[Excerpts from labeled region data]
# # #

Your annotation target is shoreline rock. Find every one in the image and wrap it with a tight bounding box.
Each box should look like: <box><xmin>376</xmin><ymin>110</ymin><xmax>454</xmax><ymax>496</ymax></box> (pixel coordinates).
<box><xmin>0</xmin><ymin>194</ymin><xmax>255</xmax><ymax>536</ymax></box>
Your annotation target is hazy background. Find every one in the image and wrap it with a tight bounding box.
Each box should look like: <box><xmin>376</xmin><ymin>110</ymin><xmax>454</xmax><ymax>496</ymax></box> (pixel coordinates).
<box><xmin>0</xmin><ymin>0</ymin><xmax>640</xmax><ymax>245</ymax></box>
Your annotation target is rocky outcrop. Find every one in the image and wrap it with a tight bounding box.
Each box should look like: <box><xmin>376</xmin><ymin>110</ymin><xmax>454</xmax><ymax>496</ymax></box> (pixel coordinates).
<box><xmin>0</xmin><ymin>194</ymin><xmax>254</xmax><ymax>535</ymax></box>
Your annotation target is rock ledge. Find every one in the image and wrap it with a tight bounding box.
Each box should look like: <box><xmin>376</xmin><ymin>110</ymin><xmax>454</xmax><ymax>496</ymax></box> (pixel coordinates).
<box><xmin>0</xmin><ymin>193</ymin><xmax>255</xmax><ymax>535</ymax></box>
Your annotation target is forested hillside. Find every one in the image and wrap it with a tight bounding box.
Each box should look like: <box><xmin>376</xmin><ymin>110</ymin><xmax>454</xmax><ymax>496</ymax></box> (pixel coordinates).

# # #

● Work to do: Arrange all of the material above as a numbered list, leaving out any blank lines.

● Solution to the exercise:
1. Your annotation target is shoreline rock. Find every one in the image and wrap it with a tight bounding box.
2. Each box should look like: <box><xmin>376</xmin><ymin>110</ymin><xmax>454</xmax><ymax>496</ymax></box> (pixel coordinates).
3. <box><xmin>0</xmin><ymin>194</ymin><xmax>255</xmax><ymax>536</ymax></box>
4. Your annotation target is hazy background. Find every one in the image and wrap it with a tight bounding box.
5. Each box should look like: <box><xmin>376</xmin><ymin>110</ymin><xmax>454</xmax><ymax>496</ymax></box> (pixel coordinates).
6. <box><xmin>0</xmin><ymin>0</ymin><xmax>640</xmax><ymax>245</ymax></box>
7. Your annotation target is rocky outcrop. Find every one in the image and wrap it with a tight bounding box.
8. Each box should look like: <box><xmin>376</xmin><ymin>110</ymin><xmax>454</xmax><ymax>496</ymax></box> (pixel coordinates).
9. <box><xmin>0</xmin><ymin>194</ymin><xmax>254</xmax><ymax>535</ymax></box>
10. Your annotation target is rock ledge. Find every one in the image and wrap it with a tight bounding box.
11. Each box should look like: <box><xmin>376</xmin><ymin>110</ymin><xmax>454</xmax><ymax>496</ymax></box> (pixel coordinates).
12. <box><xmin>0</xmin><ymin>193</ymin><xmax>255</xmax><ymax>535</ymax></box>
13. Your annotation target is forested hillside. Find every one in the image and wrap it with a tight bounding box.
14. Each box should look like: <box><xmin>376</xmin><ymin>110</ymin><xmax>454</xmax><ymax>496</ymax></box> (pixel coordinates).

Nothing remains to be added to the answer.